* _Text shown_
------
# Building an AI Agent with LangGraph and Azure OpenAI

This notebook demonstrates how to build an AI agent from scratch using LangGraph and Azure OpenAI. We'll create an agent that can use tools to answer complex questions by searching the web.

## What You'll Learn

1. **LangGraph Fundamentals**: Understanding nodes, edges, and state management
2. **Agent Architecture**: How agents think, act, and observe
3. **Tool Integration**: Connecting external APIs (Tavily Search) to your agent
4. **Azure OpenAI Integration**: Using GPT-4o-mini for AI reasoning

## Step 1: Install Required Packages

We need several packages:
- `langgraph`: Framework for building agent workflows as graphs
- `langchain-openai`: Integration with Azure OpenAI models
- `langchain-community`: Community tools including Tavily search
- `tavily-python`: Search API client

In [None]:
!pip install -q langgraph langchain-openai langchain-community tavily-python

## Step 2: Configure Azure OpenAI and API Keys

### Important Security Note
Store your credentials in Google Colab secrets:
1. Click the 🔑 key icon in the left sidebar
2. Add these secrets:
   - `eduhkkey`: Your Azure OpenAI API key
   - `TAVILY_API_KEY`: Your Tavily API key (get free at https://tavily.com)

### What is Azure OpenAI?
Azure OpenAI Service provides REST API access to OpenAI's powerful language models including GPT-4o-mini. We're using GPT-4o-mini, a fast and cost-effective model optimized for reasoning tasks.

In [None]:
import os
from langchain_openai import AzureChatOpenAI
from langchain_core.tools import tool
import requests
from datetime import datetime
import json
from google.colab import userdata

# Set your Azure OpenAI API key (keep it secret! In Colab, you can use os.environ for security)
os.environ["AZURE_OPENAI_API_KEY"] = userdata.get('eduhkkey')

# Configure Tavily API key for search
os.environ["TAVILY_API_KEY"] = userdata.get('tavily')

# Set up the Azure OpenAI model (using gpt-4o-mini as per docs)
------
* _Data excerpts_
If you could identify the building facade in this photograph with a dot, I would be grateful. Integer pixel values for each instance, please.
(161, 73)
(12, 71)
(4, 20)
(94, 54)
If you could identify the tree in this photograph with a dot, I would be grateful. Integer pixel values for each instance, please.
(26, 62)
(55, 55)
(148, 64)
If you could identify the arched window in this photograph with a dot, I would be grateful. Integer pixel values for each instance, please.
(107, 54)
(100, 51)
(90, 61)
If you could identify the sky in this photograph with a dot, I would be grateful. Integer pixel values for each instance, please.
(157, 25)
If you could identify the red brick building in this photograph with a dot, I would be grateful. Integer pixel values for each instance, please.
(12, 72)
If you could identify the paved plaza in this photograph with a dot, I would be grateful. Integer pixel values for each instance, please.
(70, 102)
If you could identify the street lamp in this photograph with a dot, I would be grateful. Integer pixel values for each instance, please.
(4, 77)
------
* _Required work_
**a)** Reproduce the part of the LangGraph notebook from "### What is" to "for reasoning tasks." word for word.
**b)** List the packages named in the bulleted list under "Step 1: Install Required Packages" in the LangGraph notebook.

* _Results for the exercise_
**a)**
### What is Azure OpenAI?
Azure OpenAI Service provides REST API access to OpenAI's powerful language models including GPT-4o-mini. We're using GPT-4o-mini, a fast and cost-effective model optimized for reasoning tasks.

**b)**
- langgraph
- langchain-openai
- langchain-community
- tavily-python